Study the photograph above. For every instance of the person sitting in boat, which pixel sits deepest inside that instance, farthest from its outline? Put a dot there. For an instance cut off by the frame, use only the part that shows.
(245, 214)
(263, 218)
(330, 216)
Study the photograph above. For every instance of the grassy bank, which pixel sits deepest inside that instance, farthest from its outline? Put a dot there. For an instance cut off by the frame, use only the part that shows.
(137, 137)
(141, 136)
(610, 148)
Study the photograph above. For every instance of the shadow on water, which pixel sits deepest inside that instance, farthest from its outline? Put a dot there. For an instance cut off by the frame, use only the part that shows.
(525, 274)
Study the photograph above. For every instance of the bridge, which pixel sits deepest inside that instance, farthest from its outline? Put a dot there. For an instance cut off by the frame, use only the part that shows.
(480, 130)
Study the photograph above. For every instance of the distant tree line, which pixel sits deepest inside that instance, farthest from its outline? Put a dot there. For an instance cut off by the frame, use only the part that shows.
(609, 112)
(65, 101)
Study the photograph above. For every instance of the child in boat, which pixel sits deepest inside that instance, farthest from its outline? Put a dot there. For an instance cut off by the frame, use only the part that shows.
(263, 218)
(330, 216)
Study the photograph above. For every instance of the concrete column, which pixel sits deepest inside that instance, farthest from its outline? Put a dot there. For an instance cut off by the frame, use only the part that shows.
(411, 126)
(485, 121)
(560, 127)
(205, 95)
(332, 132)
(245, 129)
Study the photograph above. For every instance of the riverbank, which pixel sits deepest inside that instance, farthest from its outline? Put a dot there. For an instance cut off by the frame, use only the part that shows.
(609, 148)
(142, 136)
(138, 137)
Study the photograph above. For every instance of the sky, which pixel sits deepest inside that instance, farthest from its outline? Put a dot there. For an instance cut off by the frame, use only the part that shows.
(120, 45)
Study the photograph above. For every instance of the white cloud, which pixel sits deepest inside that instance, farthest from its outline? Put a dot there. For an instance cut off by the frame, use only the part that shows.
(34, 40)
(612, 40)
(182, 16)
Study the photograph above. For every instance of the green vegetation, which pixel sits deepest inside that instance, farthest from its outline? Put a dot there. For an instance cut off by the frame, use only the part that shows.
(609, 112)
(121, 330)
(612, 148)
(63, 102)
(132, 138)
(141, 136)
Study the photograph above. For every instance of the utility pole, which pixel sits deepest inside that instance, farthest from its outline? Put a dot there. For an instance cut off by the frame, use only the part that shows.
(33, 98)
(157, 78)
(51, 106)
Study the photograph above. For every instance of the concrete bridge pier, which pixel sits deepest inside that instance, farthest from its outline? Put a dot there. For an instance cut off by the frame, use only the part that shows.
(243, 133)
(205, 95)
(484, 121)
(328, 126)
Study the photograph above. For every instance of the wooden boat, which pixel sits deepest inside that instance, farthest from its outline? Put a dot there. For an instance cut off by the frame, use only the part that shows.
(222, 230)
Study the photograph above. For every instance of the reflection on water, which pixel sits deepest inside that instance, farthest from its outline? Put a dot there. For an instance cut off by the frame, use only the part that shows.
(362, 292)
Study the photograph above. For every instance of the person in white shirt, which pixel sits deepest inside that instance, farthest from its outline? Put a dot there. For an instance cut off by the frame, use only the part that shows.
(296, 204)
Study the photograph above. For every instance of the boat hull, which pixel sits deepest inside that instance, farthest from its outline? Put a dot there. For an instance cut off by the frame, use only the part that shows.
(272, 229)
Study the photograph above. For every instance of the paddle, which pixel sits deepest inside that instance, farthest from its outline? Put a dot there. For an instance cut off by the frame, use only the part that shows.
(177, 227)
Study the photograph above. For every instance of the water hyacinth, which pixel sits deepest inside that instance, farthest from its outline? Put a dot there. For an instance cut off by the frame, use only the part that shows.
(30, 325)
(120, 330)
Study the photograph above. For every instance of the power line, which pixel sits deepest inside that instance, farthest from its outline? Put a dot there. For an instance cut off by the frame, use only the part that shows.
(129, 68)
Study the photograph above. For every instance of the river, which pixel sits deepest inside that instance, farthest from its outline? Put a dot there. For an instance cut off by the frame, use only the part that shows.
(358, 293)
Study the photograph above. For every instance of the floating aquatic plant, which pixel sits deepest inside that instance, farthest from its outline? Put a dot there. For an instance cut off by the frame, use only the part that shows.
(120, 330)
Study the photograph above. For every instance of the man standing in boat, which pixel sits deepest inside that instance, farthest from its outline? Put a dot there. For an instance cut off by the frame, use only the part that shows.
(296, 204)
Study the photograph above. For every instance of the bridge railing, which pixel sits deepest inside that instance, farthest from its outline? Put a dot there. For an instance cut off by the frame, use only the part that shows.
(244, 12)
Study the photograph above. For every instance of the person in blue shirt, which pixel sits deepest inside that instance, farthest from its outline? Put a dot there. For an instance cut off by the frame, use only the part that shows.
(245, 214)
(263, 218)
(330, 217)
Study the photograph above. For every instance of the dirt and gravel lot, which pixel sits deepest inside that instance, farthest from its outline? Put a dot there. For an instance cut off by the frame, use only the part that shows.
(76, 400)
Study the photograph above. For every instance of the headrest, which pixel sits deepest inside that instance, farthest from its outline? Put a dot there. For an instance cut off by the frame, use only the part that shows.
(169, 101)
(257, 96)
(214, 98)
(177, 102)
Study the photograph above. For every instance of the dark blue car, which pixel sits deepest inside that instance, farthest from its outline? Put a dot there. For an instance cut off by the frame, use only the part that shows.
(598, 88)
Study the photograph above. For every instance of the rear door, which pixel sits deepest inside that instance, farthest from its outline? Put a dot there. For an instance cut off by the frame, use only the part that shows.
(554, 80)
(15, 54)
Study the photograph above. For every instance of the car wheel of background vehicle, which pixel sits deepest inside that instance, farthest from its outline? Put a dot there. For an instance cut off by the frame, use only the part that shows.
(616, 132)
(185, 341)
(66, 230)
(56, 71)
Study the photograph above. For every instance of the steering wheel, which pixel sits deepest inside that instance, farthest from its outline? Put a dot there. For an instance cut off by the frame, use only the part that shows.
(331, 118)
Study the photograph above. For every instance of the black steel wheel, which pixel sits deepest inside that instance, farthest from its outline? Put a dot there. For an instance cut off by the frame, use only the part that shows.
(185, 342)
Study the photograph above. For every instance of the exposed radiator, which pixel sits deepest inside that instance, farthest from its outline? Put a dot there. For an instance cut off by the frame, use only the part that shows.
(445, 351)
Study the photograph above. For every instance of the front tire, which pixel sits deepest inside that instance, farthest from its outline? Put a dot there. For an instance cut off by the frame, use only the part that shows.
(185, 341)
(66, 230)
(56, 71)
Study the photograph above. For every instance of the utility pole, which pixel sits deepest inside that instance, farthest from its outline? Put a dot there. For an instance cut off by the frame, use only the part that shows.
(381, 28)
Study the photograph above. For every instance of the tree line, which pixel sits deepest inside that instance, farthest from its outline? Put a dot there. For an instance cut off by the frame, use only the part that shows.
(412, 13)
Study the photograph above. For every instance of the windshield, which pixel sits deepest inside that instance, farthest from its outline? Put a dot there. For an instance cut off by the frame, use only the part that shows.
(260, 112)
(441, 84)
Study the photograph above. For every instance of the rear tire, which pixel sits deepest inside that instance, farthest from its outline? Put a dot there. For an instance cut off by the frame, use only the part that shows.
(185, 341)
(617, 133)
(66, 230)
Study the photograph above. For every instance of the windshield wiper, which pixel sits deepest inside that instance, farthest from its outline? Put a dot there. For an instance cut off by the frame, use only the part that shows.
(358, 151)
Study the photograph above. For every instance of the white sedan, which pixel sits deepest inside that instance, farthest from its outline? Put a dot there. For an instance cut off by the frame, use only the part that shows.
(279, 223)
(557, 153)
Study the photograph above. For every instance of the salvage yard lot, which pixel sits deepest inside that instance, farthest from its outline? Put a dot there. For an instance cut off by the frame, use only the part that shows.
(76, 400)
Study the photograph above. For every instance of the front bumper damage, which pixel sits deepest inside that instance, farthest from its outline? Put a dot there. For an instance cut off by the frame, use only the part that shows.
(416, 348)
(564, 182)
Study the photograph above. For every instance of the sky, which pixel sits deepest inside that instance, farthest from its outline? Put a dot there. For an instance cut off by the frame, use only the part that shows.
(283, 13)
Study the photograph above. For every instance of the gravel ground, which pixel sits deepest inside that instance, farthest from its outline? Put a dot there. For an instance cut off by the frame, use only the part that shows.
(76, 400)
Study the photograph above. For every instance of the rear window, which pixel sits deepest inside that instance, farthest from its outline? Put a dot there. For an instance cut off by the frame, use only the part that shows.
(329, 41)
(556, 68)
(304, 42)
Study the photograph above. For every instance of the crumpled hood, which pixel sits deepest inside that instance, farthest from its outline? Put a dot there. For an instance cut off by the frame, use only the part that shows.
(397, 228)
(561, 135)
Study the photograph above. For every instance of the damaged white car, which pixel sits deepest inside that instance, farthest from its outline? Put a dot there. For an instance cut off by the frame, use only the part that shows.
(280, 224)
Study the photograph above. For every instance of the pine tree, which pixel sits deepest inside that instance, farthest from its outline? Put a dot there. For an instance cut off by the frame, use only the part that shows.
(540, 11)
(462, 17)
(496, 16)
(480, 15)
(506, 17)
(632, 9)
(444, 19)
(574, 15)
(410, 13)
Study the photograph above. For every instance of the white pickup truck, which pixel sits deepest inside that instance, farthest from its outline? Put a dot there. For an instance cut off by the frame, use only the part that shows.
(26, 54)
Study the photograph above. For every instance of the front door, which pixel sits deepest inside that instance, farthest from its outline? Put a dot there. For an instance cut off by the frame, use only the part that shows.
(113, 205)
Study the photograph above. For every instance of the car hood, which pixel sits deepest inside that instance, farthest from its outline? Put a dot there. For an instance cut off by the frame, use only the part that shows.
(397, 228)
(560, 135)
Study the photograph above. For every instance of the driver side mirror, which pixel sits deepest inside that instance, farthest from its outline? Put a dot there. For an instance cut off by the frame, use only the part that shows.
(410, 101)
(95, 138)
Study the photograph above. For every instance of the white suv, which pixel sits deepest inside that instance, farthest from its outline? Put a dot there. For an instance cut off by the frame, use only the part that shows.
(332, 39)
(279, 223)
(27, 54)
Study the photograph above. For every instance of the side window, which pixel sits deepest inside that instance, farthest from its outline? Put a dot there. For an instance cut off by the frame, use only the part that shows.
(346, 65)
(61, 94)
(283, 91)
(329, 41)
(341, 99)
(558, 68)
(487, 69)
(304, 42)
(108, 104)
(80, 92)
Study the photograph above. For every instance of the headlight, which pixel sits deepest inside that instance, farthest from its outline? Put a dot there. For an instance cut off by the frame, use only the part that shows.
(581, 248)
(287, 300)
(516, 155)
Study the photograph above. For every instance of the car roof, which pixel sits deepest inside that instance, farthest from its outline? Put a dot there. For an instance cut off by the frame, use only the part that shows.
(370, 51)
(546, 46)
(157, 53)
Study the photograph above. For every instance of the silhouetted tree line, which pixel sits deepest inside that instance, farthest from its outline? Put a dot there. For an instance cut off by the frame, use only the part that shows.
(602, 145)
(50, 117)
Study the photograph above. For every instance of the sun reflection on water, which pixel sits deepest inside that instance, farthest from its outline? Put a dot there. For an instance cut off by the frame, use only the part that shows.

........

Exercise directions
Reproduce the listing verbatim, starting from the line that contains "of the silhouetted" and continuing through the end of the listing, with both ends included.

Task answer
Study the photograph above. For every instance of the silhouetted tree line, which pixel sits deepest inside that instance, farthest from its outline? Put a dot there. For an instance cut off by the frame, use only the part that shows.
(602, 145)
(50, 117)
Study the photograph above. For every instance of the sun reflection on water, which pixel sits deepest inside that instance, farthest from its outline? Put a dot there. For an instance cut off by the frame, use only the part that shows.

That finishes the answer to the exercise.